# Request A
Reproduce everything in the solfège article from "First, if you" down to "and movable-do systems.".
# Request B
According to the solfège article, at which institution does the author teach?

# Page excerpt
— Start —
In The Musician’s Way, I encourage the singing of solfège syllables, scale-degree numbers, counting syllables, and letter names as part of the process of learning, memorizing, and interpreting music.
In my own teaching and playing, I employ the fixed-do solfège system, and I’d like to offer some reasons why.
First, if you clicked on this article, I assume that you know what solfège syllables are, how they’re used, and what the differences are between the fixed and movable-do systems.
Although fixed-do has been a fixture in my life for a long time, I don’t use fixed-do merely out of habit. I think that it offers me and my students advantages over the movable system because of how we use solfège and because of the international conservatory culture in which we work at the University of North Carolina School of the Arts.*
4 Reasons Why I Use Fixed-Do Solfège
1. In much of the world, pitches are labeled with fixed-do solfège syllables and not letters (e.g., in Russia, East Asia, Europe, and Latin America). Hence, movable-do can cause profound confusion to anyone who grew up singing fixed-do. As an illustration, envision an American violinist arriving at an alien conservatory and having to use movable letters, where “C” is always the name given to the first scale degree. Her low string would be G when playing in the key of C, but that string would change names in other keys, becoming D when playing in F (the 2nd scale degree), B when playing in Ab major (the 7th scale degree), and so forth. What could be more onerous? Given that American music schools enroll students from across the globe, I see an advantage to all of us using the same fixed-do system.
2. Fixed-do solfège adapts to any kind of music, tonal or otherwise. Movable-do is a square peg in the round world of non-tonal repertoire. And non-tonal styles of music have been prevalent in the West for more than a century (consider Debussy, for instance), which makes the movable-do system something of an anachronism for performers of modern and contemporary music. That said, many educators find movable-do beneficial for musicians who work within tonal boundaries.
3. Movable-do highlights scale degree function; it underscores pitch relationships and therefore can help some musicians tune the intervals that they play or sing. Nonetheless, numbers can serve that purpose quite well, too. Furthermore, when we label scale degrees, we naturally use numbers. For example, in Bb major, D is the 3rd scale degree: It’s “three.” If students are taught movable-do solfège, they typically learn two systems for thinking about scale degrees: numbers and movable-do syllables. Perhaps that isn’t a problem, but, to me, it seems more practical to use a single system – numbers.
— End —
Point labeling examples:
— Start —
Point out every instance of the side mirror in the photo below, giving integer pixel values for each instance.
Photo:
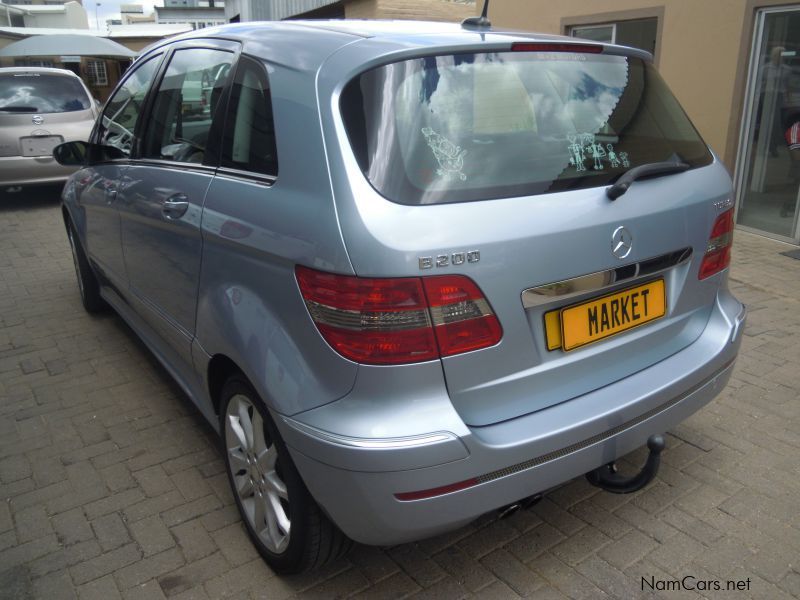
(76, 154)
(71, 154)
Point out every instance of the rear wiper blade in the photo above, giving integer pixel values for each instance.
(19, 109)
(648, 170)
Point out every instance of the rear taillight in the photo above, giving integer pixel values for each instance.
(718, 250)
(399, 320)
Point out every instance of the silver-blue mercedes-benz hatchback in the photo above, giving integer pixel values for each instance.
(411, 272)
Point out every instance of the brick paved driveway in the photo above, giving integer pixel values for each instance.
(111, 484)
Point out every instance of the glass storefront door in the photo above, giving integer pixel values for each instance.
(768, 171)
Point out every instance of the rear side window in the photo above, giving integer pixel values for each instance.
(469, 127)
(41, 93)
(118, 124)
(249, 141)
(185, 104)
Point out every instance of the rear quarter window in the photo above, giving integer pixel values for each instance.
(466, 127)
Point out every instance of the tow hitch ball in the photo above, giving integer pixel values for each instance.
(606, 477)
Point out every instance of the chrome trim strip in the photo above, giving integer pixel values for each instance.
— End —
# Final answer A
First, if you clicked on this article, I assume that you know what solfège syllables are, how they’re used, and what the differences are between the fixed and movable-do systems.

# Final answer B
The University of North Carolina School of the Arts.